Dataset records
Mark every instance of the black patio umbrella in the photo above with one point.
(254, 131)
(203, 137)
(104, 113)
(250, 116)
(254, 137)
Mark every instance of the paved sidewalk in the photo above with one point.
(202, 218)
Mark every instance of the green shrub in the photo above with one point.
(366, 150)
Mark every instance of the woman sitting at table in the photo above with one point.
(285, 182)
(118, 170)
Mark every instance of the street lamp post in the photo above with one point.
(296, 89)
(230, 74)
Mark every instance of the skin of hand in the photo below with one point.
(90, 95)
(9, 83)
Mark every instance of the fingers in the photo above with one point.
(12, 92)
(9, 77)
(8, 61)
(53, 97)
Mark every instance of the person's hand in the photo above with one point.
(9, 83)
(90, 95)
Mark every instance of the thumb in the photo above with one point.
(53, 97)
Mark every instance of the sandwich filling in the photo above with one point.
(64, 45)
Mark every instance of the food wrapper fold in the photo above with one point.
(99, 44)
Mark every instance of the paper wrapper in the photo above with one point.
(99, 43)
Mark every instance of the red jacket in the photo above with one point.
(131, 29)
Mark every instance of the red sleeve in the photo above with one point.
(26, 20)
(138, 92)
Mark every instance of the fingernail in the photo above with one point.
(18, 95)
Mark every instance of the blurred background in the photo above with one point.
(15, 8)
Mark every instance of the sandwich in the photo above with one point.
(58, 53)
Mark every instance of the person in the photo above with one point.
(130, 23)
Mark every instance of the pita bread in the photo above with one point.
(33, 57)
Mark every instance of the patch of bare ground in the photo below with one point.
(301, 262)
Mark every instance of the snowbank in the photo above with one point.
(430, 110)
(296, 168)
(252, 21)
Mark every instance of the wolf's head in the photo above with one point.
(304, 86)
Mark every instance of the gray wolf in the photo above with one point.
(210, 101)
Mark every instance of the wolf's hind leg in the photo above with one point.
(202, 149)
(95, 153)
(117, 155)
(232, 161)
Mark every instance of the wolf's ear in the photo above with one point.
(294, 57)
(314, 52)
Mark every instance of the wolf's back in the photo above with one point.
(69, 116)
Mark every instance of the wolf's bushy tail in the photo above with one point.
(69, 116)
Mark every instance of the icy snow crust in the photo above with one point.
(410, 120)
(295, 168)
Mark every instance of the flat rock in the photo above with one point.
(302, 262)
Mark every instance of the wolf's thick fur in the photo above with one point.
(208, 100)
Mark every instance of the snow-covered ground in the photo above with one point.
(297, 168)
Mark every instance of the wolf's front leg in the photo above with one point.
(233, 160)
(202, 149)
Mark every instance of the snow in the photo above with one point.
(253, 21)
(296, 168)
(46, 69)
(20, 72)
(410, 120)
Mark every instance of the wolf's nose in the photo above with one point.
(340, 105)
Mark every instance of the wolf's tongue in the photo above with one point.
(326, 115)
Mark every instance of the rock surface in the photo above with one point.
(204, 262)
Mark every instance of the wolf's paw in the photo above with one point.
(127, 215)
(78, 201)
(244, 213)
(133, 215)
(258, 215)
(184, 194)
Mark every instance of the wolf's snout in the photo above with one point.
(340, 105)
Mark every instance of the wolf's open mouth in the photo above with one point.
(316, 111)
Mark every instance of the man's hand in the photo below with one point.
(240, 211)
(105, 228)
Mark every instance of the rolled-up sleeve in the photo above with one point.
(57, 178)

What this task involves — Write the entries out again in full, exactly as they appear above.

Response to the exercise —
Mark every instance of the black patio umbrella in the photo above with one point.
(254, 131)
(203, 137)
(104, 113)
(250, 116)
(254, 137)
Mark every instance of the paved sidewalk in the photo above with one point.
(202, 218)
Mark every instance of the green shrub in the photo above with one point.
(366, 150)
Mark every instance of the woman sitting at table in the photo above with one point.
(285, 182)
(118, 170)
Mark every instance of the street lamp post in the photo above with one point.
(296, 89)
(230, 74)
Mark every instance of the skin of hand in the photo below with one point.
(90, 95)
(9, 83)
Mark every instance of the fingers in the photo above with one point.
(12, 92)
(9, 77)
(8, 61)
(53, 97)
Mark every instance of the person's hand in the photo above with one point.
(9, 83)
(90, 95)
Mark every instance of the thumb in the photo above with one point.
(53, 97)
Mark every instance of the sandwich filling in the photo above with one point.
(64, 45)
Mark every instance of the food wrapper fold in the photo above with one point.
(99, 44)
Mark every instance of the paper wrapper in the photo above with one point.
(99, 43)
Mark every instance of the red jacket in the photo above with one point.
(131, 29)
Mark every instance of the red sleeve in the photo above with one point.
(26, 20)
(138, 92)
Mark every instance of the fingernail in the photo above with one point.
(18, 95)
Mark every instance of the blurred background in the photo above with one point.
(15, 8)
Mark every instance of the sandwich in the photo above with one point.
(58, 53)
Mark every instance of the person in the photo above with one point.
(130, 23)
Mark every instance of the pita bread in the photo above with one point.
(33, 57)
Mark every instance of the patch of bare ground in the photo below with one point.
(301, 262)
Mark every instance of the snowbank in the photo above with one point.
(430, 110)
(296, 168)
(252, 21)
Mark every instance of the wolf's head in the photo above with one point.
(304, 86)
Mark every instance of the gray wolf in the photo above with one point.
(210, 101)
Mark every instance of the wolf's hind leg in the photo above with one point.
(202, 149)
(95, 153)
(117, 155)
(232, 161)
Mark every instance of the wolf's ear in the photo above with one point.
(294, 57)
(314, 52)
Mark every instance of the wolf's back in the photo above with one point.
(69, 116)
Mark every instance of the wolf's bushy tail in the photo above with one point.
(69, 116)
Mark every instance of the icy snow crust in the photo above with one point.
(410, 120)
(295, 168)
Mark every instance of the flat rock in the photo above with one point.
(302, 262)
Mark every instance of the wolf's thick fur in the photo above with one point.
(208, 100)
Mark every instance of the snow-covered ground in the photo above with one point.
(297, 168)
Mark every instance of the wolf's front leg in the photo above with one point.
(233, 160)
(202, 149)
Mark every instance of the snow in the photo above with one point.
(253, 21)
(296, 168)
(46, 69)
(20, 72)
(410, 120)
Mark every instance of the wolf's nose in the photo above with one point.
(340, 105)
Mark every instance of the wolf's tongue in the photo above with one point.
(326, 115)
Mark every instance of the rock surface in the photo above with one point.
(204, 262)
Mark every instance of the wolf's paw in the photo above with one point.
(127, 215)
(78, 201)
(244, 213)
(133, 215)
(258, 215)
(184, 194)
Mark every instance of the wolf's snout in the photo above with one point.
(340, 105)
Mark every instance of the wolf's open mouth in the photo above with one point.
(316, 111)
Mark every instance of the man's hand in the photo below with one point.
(240, 211)
(105, 228)
Mark every instance of the rolled-up sleeve in the photo above with one point.
(57, 178)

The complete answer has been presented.